Each entry should be set down again verbatim, with the images omitted.

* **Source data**
Content starts

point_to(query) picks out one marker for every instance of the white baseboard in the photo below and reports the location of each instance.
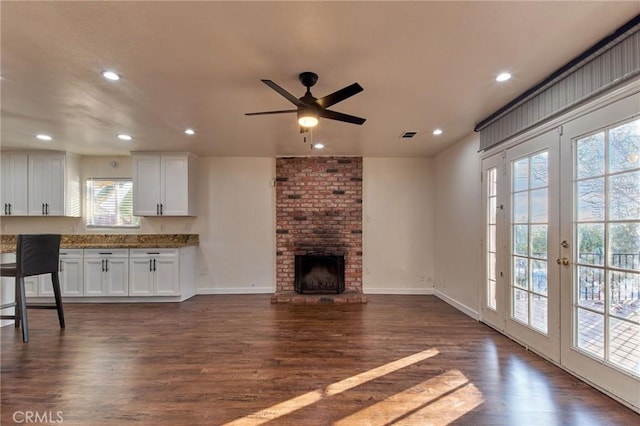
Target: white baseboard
(236, 290)
(459, 306)
(395, 290)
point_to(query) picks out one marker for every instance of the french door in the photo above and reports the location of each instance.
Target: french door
(522, 294)
(562, 246)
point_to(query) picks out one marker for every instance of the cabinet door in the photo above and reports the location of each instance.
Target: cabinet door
(93, 277)
(174, 185)
(46, 185)
(141, 276)
(167, 276)
(117, 277)
(38, 172)
(71, 277)
(146, 185)
(13, 189)
(55, 197)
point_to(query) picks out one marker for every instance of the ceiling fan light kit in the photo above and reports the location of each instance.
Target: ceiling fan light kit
(310, 108)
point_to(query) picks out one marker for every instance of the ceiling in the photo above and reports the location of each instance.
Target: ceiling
(423, 65)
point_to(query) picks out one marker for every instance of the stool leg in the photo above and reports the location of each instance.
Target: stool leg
(55, 280)
(17, 307)
(22, 301)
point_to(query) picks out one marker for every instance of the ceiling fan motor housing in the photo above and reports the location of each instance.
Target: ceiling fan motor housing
(308, 78)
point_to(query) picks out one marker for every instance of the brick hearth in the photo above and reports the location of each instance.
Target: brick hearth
(318, 209)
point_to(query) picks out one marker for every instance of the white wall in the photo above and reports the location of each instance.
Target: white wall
(457, 232)
(236, 223)
(398, 225)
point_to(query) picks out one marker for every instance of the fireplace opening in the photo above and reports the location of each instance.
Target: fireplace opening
(319, 274)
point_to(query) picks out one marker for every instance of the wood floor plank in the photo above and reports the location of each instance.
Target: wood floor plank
(240, 360)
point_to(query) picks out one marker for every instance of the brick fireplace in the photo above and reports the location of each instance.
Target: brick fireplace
(318, 213)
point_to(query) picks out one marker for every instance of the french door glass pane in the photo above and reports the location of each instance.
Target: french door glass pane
(539, 241)
(624, 196)
(590, 201)
(607, 228)
(590, 243)
(491, 237)
(590, 156)
(591, 288)
(624, 147)
(590, 335)
(529, 236)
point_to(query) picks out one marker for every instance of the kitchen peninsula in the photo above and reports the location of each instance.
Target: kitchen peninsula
(119, 268)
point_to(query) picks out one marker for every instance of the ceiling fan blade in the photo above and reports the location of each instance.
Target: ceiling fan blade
(271, 112)
(283, 92)
(333, 115)
(339, 95)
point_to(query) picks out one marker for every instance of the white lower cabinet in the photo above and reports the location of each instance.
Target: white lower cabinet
(154, 272)
(117, 275)
(70, 274)
(106, 272)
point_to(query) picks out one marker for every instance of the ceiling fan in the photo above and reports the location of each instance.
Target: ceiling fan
(311, 108)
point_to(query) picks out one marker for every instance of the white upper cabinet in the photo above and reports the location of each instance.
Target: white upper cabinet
(164, 184)
(53, 184)
(14, 187)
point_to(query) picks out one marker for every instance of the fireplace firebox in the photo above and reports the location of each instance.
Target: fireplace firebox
(319, 274)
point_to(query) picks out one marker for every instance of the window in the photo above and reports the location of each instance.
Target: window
(110, 203)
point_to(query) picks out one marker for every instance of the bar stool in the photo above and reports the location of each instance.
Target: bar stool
(36, 254)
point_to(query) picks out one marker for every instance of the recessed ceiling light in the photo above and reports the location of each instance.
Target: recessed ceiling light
(110, 75)
(503, 77)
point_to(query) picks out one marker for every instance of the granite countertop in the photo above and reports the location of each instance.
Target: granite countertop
(8, 242)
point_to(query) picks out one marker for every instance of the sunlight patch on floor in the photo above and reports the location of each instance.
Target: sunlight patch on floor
(312, 397)
(436, 402)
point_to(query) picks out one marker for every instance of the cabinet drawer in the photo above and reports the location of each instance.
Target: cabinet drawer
(106, 252)
(153, 252)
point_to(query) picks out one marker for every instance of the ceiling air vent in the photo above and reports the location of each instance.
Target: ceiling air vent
(408, 135)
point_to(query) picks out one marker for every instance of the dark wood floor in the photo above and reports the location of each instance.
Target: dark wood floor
(213, 360)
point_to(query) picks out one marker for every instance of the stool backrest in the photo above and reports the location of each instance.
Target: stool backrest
(37, 254)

Content ends

* **YOUR RESPONSE**
point_to(query) picks out one marker for every instance of the white baseboard in the photo below and reports the location of each instance.
Target: white baseboard
(236, 290)
(459, 306)
(395, 290)
point_to(query) picks out one marker for every instance of the french door in the photo above and reports the location of each instance.
Target: french door
(522, 294)
(562, 246)
point_to(query) picks out one marker for every instance of the cabinet door in the photo above and reports the location of each instance.
Target: cabinet door
(93, 277)
(174, 185)
(46, 185)
(141, 276)
(167, 276)
(117, 277)
(38, 172)
(71, 277)
(146, 185)
(13, 189)
(55, 197)
point_to(query) picks out one marker for every instance of the ceiling fan light kit in the photo above and reports the location of each instance.
Target: ceiling fan light kit
(310, 108)
point_to(query) picks out one marker for every instance of the ceiling in the photo above and reports the location of each instance.
Target: ceiling
(423, 65)
point_to(query) picks out one marker for every instance of the stool leg in the photo above and reports the location of each instance.
Target: stool leg
(55, 280)
(17, 307)
(22, 301)
point_to(query) picks out one marker for every instance of the ceiling fan motor housing in the photo above and reports the location of each instance.
Target: ceiling fan motor housing
(308, 78)
point_to(query) picks out one marker for every instance of the brick hearth in the photo above and reports the location of each instance.
Target: brick hearth
(318, 209)
point_to(query) picks out one marker for every instance of the white wall in the photo above and reports the location of each instance.
Target: white wall
(457, 232)
(236, 223)
(398, 225)
point_to(query) picks out one marker for every instance of the fireplace opening in the photo above and reports the location of each instance.
Target: fireplace opening
(319, 274)
point_to(query) picks out one marker for every instance of the wood floor plank in the photo above and reports the location of each instance.
Target: wood floor plank
(240, 360)
point_to(query) picks out one marker for every instance of the brick fireplace in the photo above and reports the location of each instance.
Target: brick fireplace
(318, 213)
point_to(query) picks out one marker for every instance of the french door glass pane in the photo above and reports the location of each instance.
Target: french door glass pane
(539, 241)
(624, 196)
(590, 201)
(607, 228)
(590, 243)
(491, 237)
(590, 156)
(591, 288)
(624, 147)
(590, 335)
(529, 236)
point_to(query) picks out one marker for every instance of the kitchen peninsula in the photo above and reports the location of each instance.
Target: kitchen peninsula
(119, 268)
point_to(query) picks out one marker for every instance of the ceiling fan blade in the photo above and reports the location of each instance.
Target: ceiling fan blade
(271, 112)
(283, 92)
(333, 115)
(339, 95)
point_to(query) picks out one marker for every instance of the white lower cabinet in the photo above and reports the location of each instance.
Target: white lower cabinet
(154, 272)
(117, 275)
(70, 274)
(106, 272)
point_to(query) picks out one marker for every instance of the ceiling fan in the photo above and reports the location of each instance.
Target: ceiling fan
(311, 108)
point_to(query) picks out one marker for every instance of the white upper cabinet in the photo above and reports the location of each instance.
Target: white upper cabinet
(164, 184)
(53, 184)
(14, 187)
point_to(query) picks out one marker for every instance of the fireplace firebox in the photo above and reports the location of each instance.
Target: fireplace firebox
(319, 274)
point_to(query) picks out one marker for every instance of the window in the photo above and reports the location of each instance.
Target: window
(110, 203)
point_to(query) picks out one marker for every instance of the bar stool in the photo above and reports the location of each instance.
Target: bar stool
(36, 254)
point_to(query) picks out one marker for every instance of the recessed ceiling light in the photo above and reports the location of each instance.
Target: recessed ceiling light
(110, 75)
(503, 77)
point_to(query) picks out one marker for every instance of the granite countertop in the photo above and reports the location of each instance.
Target: granite countertop
(8, 242)
point_to(query) picks out one marker for every instance of the sunlight patch on floor in the photo above and reports the location of each instance.
Target: sunlight patch on floor
(312, 397)
(436, 402)
point_to(query) picks out one marker for every instance of the cabinet drawer in the photo above and reports the location of each instance.
Target: cabinet drawer
(106, 252)
(153, 252)
point_to(query) picks out one marker for every instance of the ceiling air vent in the photo above and reports the location of each instance.
Target: ceiling air vent
(408, 135)
point_to(query) picks out one marker for every instance of the dark wood floor in the photo above and reports the location of each instance.
Target: dark wood floor
(213, 360)
point_to(query) picks out one marker for every instance of the stool backrest in the photo above and reports the location of each instance.
Target: stool backrest
(37, 254)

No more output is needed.